• [WHAT TO PRODUCE]: Would you give the entries again word for word, with no pictures in the copy?

- - - - -

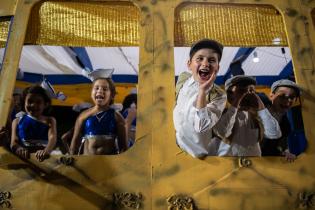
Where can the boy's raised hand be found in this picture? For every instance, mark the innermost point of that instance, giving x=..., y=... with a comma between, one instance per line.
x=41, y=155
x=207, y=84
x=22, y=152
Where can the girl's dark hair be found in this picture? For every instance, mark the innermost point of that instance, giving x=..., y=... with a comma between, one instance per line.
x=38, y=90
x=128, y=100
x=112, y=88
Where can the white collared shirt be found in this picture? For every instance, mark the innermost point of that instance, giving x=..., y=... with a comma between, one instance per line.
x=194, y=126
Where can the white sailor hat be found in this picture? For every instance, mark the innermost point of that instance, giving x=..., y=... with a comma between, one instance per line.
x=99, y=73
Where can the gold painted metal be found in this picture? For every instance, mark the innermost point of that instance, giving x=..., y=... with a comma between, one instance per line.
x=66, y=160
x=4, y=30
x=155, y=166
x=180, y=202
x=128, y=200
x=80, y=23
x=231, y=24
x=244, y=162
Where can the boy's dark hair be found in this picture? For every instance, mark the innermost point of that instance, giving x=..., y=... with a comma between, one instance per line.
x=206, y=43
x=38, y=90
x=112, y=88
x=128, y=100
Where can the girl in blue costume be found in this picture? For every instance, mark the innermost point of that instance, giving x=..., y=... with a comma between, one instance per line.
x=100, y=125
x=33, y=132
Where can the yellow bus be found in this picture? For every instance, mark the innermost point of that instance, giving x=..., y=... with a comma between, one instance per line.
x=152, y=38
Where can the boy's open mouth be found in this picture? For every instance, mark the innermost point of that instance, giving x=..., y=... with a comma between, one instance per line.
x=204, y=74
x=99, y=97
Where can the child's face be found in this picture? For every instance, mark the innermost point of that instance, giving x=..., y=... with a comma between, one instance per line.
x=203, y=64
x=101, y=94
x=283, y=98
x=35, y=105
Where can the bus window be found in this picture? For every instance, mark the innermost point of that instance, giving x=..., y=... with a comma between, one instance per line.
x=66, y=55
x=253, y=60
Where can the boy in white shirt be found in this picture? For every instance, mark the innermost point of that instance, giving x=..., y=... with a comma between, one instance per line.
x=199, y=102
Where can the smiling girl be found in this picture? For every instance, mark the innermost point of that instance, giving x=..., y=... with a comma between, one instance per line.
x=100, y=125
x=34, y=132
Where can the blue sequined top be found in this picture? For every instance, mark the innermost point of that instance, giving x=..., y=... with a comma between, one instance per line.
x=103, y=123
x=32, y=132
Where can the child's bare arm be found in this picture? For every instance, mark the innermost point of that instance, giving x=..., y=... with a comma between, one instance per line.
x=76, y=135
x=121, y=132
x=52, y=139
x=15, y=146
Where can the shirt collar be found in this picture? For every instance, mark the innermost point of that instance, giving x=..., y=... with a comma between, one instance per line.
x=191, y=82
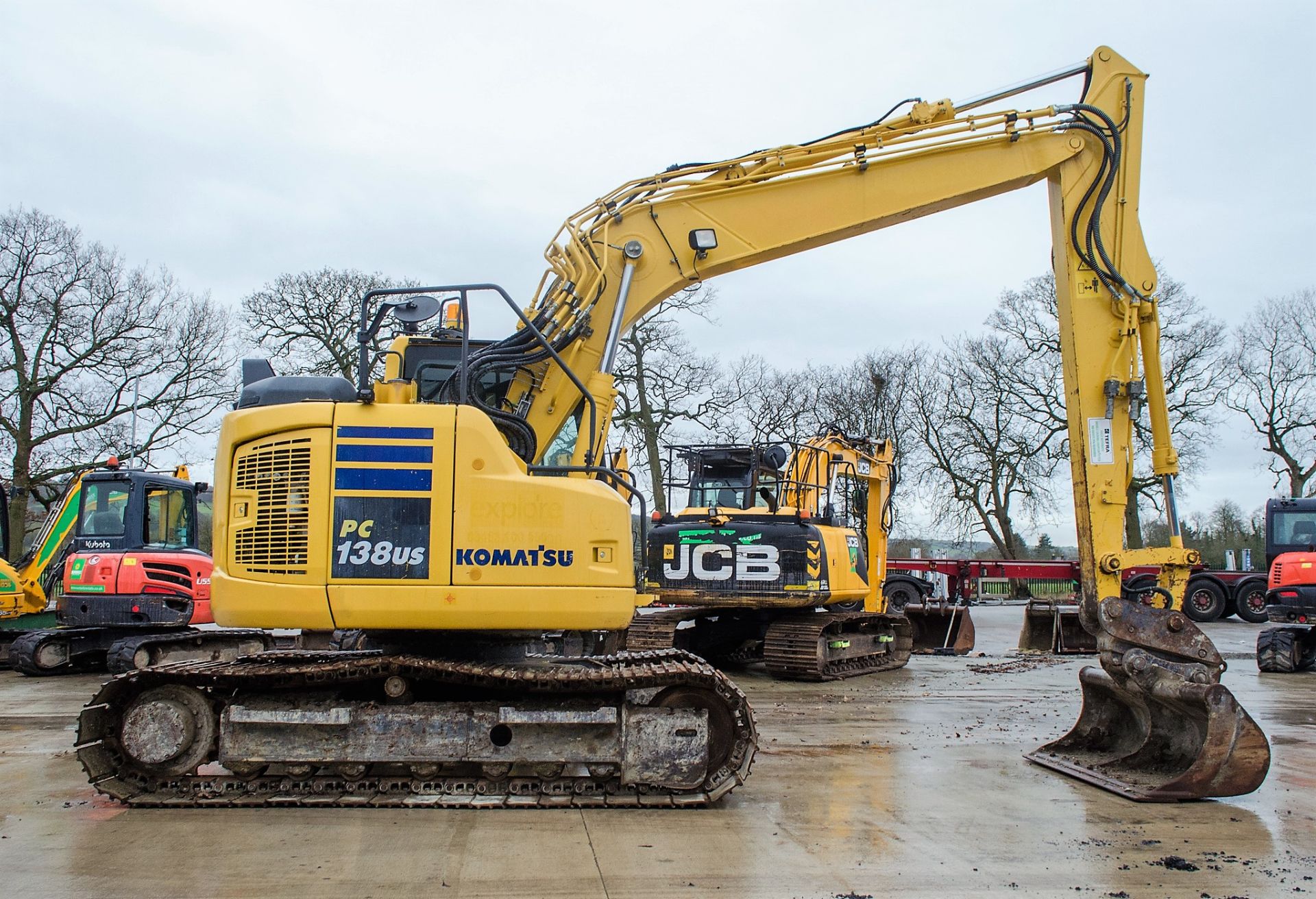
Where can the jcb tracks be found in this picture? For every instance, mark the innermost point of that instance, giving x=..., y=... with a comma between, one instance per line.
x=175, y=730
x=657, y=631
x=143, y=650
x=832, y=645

- - - - -

• [OUTPUT OF THE TASK]:
Where can the boy's raised hand be found in this picture? For every instance, mark the innermost point of that instance, giving x=..., y=... with a comma between, one instance per line.
x=41, y=155
x=207, y=84
x=22, y=152
Where can the girl's dark hair be found in this picture? For every instance, mark the innermost point of that instance, giving x=..., y=... with a comma between, one instance per line.
x=38, y=90
x=128, y=100
x=112, y=88
Where can the white collared shirt be found in this picture? For every instance, mark the innermost point of that instance, giving x=..., y=... with a comma between, one instance per line.
x=194, y=126
Where can the white sailor hat be found in this picture? For every instance, mark the innermost point of that instance, giving x=..., y=... with a comma between, one instance per line.
x=99, y=73
Where can the gold painted metal be found in this picture? For every instance, mark the innermost point of that instance, giving x=..., y=... with a comma between, one instance per line.
x=66, y=160
x=4, y=30
x=155, y=166
x=180, y=202
x=128, y=200
x=80, y=23
x=231, y=24
x=244, y=162
Where can the boy's dark hair be found in this picture? For every instance, mark the innermost point of that instance, giving x=..., y=... with a comma between, one instance per line.
x=206, y=43
x=38, y=90
x=112, y=88
x=128, y=100
Where can the girl in blue costume be found in this picture? For every instance, mark the innermost point of that instance, giving x=..., y=... with a comma between, one instance per line.
x=100, y=125
x=33, y=132
Where can the yellow bus be found in this picture? For every instance, mark the innermost point of that instance, giving x=..., y=... with a comma between, one instance per line.
x=152, y=38
Where can the boy's open mouth be found in this picture? For every instance, mark the innermost point of that instance, giving x=..., y=... with a comma between, one instance per line.
x=204, y=74
x=99, y=97
Where can the child's face be found in this picture? For every instance, mark the innermost point of that instance, giving x=..., y=... with a comma between, one instance per line.
x=203, y=64
x=101, y=94
x=283, y=98
x=35, y=105
Where can the bus window be found in this picture? For every instance, mark the innermost point of that instance, giving x=..., y=... with a comma between, one instance per line.
x=66, y=55
x=253, y=60
Where can the boy in white shirt be found in this picture? For every instance, mark the innermost point of that instance, giving x=..., y=... with a comma between, one instance per line.
x=199, y=102
Where can the smiling girl be found in this picture? For every instance, mark the innermost point of that instance, giving x=..., y=... with a comma between, one instance per line.
x=100, y=125
x=34, y=132
Where can the blue sequined top be found in this picture? For every instance, mark the innermost point of that instance, giving x=..., y=... with a comma between, one instance per line.
x=103, y=123
x=32, y=132
Where can the child's bare arm be found in this picture? For every instance, mark the innermost point of that instance, giving x=..., y=... with a comma between, one instance per line.
x=76, y=135
x=121, y=132
x=52, y=139
x=15, y=146
Where can the shirt collar be found in this picture? For every instance, mark the innermost point of that instance, giving x=..., y=... with a comma between, one instance per line.
x=191, y=82
Where can the jcb tracks be found in this picture? For every instance, mark the innermost point of that instance, giving x=..., y=... with a comma between, one instance per line.
x=175, y=730
x=657, y=631
x=143, y=650
x=832, y=645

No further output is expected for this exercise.